Wer Mitarbeiter nur als Kostenfaktor sieht, verliert deren Leistungswillen
Anziehend wirken und menschlich

Welche Wechselwirkung besteht zwischen Führung, Führungskultur und der betrieblichen Leistungsfähigkeit? Wie wichtig sind kreative und operative Freiräume für Mitarbeiter? Wie wichtig das persönliche Auftreten von Führungskräften? Hartmut Volk sprach darüber mit Thomas Weegen vom Organisationsentwicklungsspezialisten Coverdale in München.

Beschaffung aktuell: Herr Weegen, weshalb ist das Führungsverhalten so wichtig für die Leistungskraft eines Betriebes?

Thomas Wegen: Weil sich kein Betrieb heute mehr über Wasser hält ohne Menschen, die sich mit dem Betrieb identifizieren! Weil Betriebe heute zum Überleben unbedingt auf Menschen angewiesen sind, die ganz bestimmte unverzichtbare Eigenschaften aufweisen. Sie müssen den Mut zu eigenständigem Denken haben und den Mut, dazu auch zu stehen. Und, „Mut zu eigenständigem Denken“ heißt immer notwendiger neben dem unabhängig-kritischen Denken und Mitdenken auch in Alternativen zu denken und Probleme aus jeweils unterschiedlichen Blickwinkeln zu betrachten. Naheliegend, dass dazu das Rückgrat gehört zu widersprechen und gegen den Wind von vorne zu argumentieren. Nur wenn sich zumindest die Mitarbeiter in den Schlüsselpositionen so verhalten und sich so in das Betriebsgeschehen einbringen, beugt der Betrieb der Gefahr vor, sich im Gewohnten festzufahren und die Zeichen der Zeit zu ignorieren. Fehlen solche Menschen, bekommt er unweigerlich Probleme mit der wachsenden Komplexität, mit den sich häufig daraus ergebenden Zielkonflikten, mit der Entscheidungsfindung unter wachsender Ungewissheit. Was in der täglichen Beanspruchung und Anspannung von betrieblicher Seite in selbstschädigender Weise meist nur übersehen wird: Menschen, von denen so ein Leistungsprofil und so eine Einsatzbereitschaft erwartet werden, haben natürlich auch entsprechende Erwartungen an die Führung.
──────
Aufgaben:
**A.** Bitte gib den Abschnitt des Interviews zum Führungsverhalten von „Wer Mitarbeiter nur“ bis „Leistungskraft eines Betriebes?“ noch einmal wieder und ersetze darin „Führungskultur“ durch „Unternehmenskultur“.
**B.** Knüpfe an den letzten Satz des Interviews zum Führungsverhalten an und schreibe es weiter.
Die nachfolgenden Zeilen werden hier nicht benötigt.
──────
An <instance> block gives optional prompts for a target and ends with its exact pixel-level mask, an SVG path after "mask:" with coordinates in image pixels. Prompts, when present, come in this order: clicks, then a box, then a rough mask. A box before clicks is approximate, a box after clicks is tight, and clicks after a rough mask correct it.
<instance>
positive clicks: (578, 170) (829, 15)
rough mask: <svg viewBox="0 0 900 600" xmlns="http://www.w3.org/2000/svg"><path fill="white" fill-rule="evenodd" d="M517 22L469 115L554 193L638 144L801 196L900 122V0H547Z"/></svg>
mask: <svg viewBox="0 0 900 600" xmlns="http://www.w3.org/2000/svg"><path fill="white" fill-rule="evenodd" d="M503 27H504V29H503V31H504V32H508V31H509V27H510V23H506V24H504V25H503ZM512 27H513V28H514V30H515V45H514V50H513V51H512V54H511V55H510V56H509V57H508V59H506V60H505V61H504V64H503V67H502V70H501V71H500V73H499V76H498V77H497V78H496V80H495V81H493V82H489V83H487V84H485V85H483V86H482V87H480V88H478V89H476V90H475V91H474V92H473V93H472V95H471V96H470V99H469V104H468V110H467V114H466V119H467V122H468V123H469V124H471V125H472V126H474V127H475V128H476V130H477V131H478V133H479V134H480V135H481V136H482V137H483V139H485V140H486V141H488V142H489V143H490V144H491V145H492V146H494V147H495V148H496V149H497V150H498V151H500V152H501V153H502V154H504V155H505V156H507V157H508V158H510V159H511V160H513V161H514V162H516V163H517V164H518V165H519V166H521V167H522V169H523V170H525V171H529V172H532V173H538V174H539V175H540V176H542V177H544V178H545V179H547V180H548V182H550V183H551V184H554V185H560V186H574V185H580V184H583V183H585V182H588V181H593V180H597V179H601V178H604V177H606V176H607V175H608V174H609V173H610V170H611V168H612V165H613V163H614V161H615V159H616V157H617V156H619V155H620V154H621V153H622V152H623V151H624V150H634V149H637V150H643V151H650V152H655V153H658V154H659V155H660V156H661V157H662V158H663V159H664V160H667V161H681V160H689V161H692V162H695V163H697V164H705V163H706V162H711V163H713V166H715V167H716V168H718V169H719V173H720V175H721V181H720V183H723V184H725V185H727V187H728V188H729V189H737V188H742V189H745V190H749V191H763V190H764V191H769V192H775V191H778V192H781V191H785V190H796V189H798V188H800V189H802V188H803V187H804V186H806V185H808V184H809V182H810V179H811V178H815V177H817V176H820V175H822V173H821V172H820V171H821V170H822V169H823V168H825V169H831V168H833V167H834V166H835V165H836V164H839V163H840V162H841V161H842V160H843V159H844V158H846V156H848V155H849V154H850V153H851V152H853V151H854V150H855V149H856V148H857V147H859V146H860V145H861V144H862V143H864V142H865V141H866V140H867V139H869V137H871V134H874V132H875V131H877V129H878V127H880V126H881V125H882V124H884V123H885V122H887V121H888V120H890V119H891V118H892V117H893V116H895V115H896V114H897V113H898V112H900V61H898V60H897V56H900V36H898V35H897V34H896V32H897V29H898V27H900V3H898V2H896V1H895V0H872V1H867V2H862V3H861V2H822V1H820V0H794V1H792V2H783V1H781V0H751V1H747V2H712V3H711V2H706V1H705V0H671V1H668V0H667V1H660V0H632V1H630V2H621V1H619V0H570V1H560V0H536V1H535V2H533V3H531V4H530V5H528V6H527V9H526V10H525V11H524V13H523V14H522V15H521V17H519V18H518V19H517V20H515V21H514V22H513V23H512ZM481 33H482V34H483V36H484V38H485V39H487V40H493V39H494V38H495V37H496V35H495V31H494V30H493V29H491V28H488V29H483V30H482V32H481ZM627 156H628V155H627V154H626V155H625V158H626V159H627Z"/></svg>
──────
Lösungen:
**A.**
Wer Mitarbeiter nur als Kostenfaktor sieht, verliert deren Leistungswillen
Anziehend wirken und menschlich

Welche Wechselwirkung besteht zwischen Führung, Unternehmenskultur und der betrieblichen Leistungsfähigkeit? Wie wichtig sind kreative und operative Freiräume für Mitarbeiter? Wie wichtig das persönliche Auftreten von Führungskräften? Hartmut Volk sprach darüber mit Thomas Weegen vom Organisationsentwicklungsspezialisten Coverdale in München.

Beschaffung aktuell: Herr Weegen, weshalb ist das Führungsverhalten so wichtig für die Leistungskraft eines Betriebes?

**B.**
Beschaffung aktuell: Welche?
Weegen: Ob kompetente und entsprechend selbstbewusste junge Kraft oder gestandene Ältere mit ausgewiesener Leistungsbilanz, beide legen sie Wert auf ein gutes Arbeitsklima, beide wollen als Mitgestaltende und nicht lediglich als Ausführende und, im Problemfall, nicht als automatische Sündenböcke angesehen und behandelt werden. Sie wollen Zeit haben und Raum, um Dinge zu besprechen, zu bedenken und zu diskutieren. Sie wollen gehört werden! Sie wollen widersprechen können! Und sie erwarten, dass zwangsläufig in Denk- wie Arbeitsprozessen auftretende Fehler als Lern- oder Verbesserungsanstöße und nicht sofort als persönliches Versagen gewertet werden. Sie sind bereit, den Kopf hinzuhalten, aber nicht, ihn ergeben zu senken.
Ganz unverkennbar ist auch die wachsende Verwobenheit von Leistungsbereitschaft mit Sinnvermittlung und einer ausgewogenen Balance aller Lebensbereiche. Work-Life-Balance wird zunehmend als mitbestimmendes Element, ja Voraussetzung zu hoher Einsatzbereitschaft, angesehen. Stimmt diese Mischung nicht, wird sich ein Betrieb zunehmend schwerer tun, die Leistungsträger an sich zu binden, die er heute braucht, um sich zu entwickeln, Krisen zu trotzen und einem in mancherlei Hinsicht unfairer werdenden Wettbewerb die Stirn bieten zu können.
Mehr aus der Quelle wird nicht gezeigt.